» **ACTIONS TO TAKE**:
a. In the immigration interview, what share of all deportations do Mexicans and Central Americans account for?
b. Return everything in the immigration interview from "A: There are some" down to "out of state.".
c. Translate this sentence from the immigration interview into Spanish: "There are about eleven million undocumented immigrants in the US today."

» **QUOTED PASSAGE**:
=== Section Start ===
Image of protesters in support of DACA. One person holds a sign that says, "My dreams don't expire in 2018."

Q: What if another family has some children born in Mexico and some born in the US? Are they eligible for more support?
 

A: There are some rights that everyone has, regardless of legal status. And one of those concerns the right to K–12 education: every child in the country has a right to public education through high school. After that, college attendance is possible for undocumented students, though there is a lot of variability across states and universities in how much access these students have. One of my study participants has a daughter, also undocumented, who just graduated from UT-Austin and who wants to go to medical school. Texas, though, doesn’t allow undocumented students to enroll in medical school, so the daughter will have to look out of state. 

In the context of healthcare, only a child born in the US has a right to public health insurance, assuming they meet income and other eligibility criteria. But this benefit does not extend to undocumented parents, unless they are pregnant with a child who will be born in the United States and live in a state (like Texas) that allows them to access public health insurance on behalf of their unborn child. Pregnant parents who are undocumented are eligible for prenatal care visits and up to two postnatal care visits, but that’s it. Pregnant parents also have access to additional resources, like WIC (Women, Infants, and Children Nutrition Program), but these are temporary.

Q: You describe the many levels of hardship that undocumented people face. And the top level is fear of getting deported, which is something they live with every day. What are the odds of an undocumented immigrant from Mexico or Central America getting deported?
 

A: There are about eleven million undocumented immigrants in the US today. Although those of all backgrounds are deportable, enforcement is unequal. Mexicans and Central Americans make up 65 percent of all undocumented immigrants and more than 90 percent of all deportations. There is no other group whose lives are more threatened by deportation. The odds of deportation vary greatly depending on what state you live in, what policing in that state looks like, how much police there collaborate with immigration authorities, and so on. But overall, most undocumented immigrants will never experience deportation. Instead, it is the possibility of deportation that frames their daily lives.

Q: We know that our authorities don’t have the resources to actively track down every undocumented person living in the US. So even if you obey the law and live peacefully in the US for decades, are you still at risk?
 

A: I don't want to overstate the fact that long-term residency in the US without authorization is possible. The average undocumented immigrant has lived in the US for well over ten years, which is a jarring number, right? If they had been granted a green card (legal residency), they would have been eligible for citizenship long ago. So, yes, it is possible to live here long term as an undocumented immigrant.
=== Section End ===
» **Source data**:
=== Section Start ===
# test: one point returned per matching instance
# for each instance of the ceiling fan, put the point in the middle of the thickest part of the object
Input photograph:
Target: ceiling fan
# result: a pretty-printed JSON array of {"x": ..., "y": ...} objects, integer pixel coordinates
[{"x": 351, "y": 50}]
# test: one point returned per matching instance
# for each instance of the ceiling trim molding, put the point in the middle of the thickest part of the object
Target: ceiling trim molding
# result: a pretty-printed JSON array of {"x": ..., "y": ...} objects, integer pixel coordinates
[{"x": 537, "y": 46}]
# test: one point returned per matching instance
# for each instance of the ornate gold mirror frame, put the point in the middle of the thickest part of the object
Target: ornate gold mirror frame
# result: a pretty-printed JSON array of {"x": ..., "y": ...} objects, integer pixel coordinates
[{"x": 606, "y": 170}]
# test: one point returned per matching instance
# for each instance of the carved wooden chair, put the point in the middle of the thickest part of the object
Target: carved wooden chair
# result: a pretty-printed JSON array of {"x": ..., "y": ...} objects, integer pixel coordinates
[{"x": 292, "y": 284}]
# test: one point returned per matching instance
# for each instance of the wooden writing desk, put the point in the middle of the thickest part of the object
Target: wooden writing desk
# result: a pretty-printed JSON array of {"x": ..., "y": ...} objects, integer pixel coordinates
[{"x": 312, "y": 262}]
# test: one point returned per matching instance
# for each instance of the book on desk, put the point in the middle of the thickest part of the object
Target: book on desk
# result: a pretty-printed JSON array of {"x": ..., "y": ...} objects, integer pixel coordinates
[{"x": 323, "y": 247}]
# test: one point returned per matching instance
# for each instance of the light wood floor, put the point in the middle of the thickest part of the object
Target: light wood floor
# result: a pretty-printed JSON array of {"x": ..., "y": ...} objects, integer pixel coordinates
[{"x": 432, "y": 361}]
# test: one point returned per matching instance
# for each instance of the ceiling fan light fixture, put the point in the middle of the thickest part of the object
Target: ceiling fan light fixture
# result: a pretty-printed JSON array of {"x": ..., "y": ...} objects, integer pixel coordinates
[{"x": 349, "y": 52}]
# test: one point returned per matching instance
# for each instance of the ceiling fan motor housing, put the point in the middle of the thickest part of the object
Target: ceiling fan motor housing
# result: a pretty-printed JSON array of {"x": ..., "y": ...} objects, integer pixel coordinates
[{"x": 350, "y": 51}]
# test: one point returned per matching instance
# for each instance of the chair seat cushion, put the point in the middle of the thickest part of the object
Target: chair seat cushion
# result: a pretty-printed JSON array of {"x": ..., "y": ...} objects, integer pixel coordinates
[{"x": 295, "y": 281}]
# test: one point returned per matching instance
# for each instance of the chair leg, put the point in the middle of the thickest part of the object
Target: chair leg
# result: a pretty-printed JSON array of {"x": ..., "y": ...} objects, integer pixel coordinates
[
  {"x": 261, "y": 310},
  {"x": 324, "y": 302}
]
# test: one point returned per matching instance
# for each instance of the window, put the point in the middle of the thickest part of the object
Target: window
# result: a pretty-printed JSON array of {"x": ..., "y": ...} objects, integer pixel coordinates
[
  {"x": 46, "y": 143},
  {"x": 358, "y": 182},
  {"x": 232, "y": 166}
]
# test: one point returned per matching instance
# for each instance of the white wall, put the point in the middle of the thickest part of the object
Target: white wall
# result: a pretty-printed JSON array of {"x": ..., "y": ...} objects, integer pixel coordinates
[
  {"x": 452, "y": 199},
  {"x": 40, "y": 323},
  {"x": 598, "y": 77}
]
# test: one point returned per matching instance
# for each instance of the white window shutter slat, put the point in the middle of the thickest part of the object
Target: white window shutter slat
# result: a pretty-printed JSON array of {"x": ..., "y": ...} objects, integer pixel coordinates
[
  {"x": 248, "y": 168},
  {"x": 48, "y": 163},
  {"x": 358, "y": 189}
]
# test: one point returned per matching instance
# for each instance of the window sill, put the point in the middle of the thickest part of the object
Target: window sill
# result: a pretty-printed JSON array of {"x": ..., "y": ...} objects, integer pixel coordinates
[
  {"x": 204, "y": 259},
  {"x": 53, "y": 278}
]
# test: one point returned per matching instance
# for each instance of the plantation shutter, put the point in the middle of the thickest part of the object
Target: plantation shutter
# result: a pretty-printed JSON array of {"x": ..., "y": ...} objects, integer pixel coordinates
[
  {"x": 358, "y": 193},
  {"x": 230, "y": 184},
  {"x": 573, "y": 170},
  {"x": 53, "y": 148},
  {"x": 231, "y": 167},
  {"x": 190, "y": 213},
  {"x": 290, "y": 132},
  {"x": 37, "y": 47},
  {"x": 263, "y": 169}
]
=== Section End ===
» **RESPONSES IN ORDER**:
a. More than 90 percent.

b.
A: There are some rights that everyone has, regardless of legal status. And one of those concerns the right to K–12 education: every child in the country has a right to public education through high school. After that, college attendance is possible for undocumented students, though there is a lot of variability across states and universities in how much access these students have. One of my study participants has a daughter, also undocumented, who just graduated from UT-Austin and who wants to go to medical school. Texas, though, doesn’t allow undocumented students to enroll in medical school, so the daughter will have to look out of state.

c. Hay alrededor de once millones de inmigrantes indocumentados en los Estados Unidos hoy en día.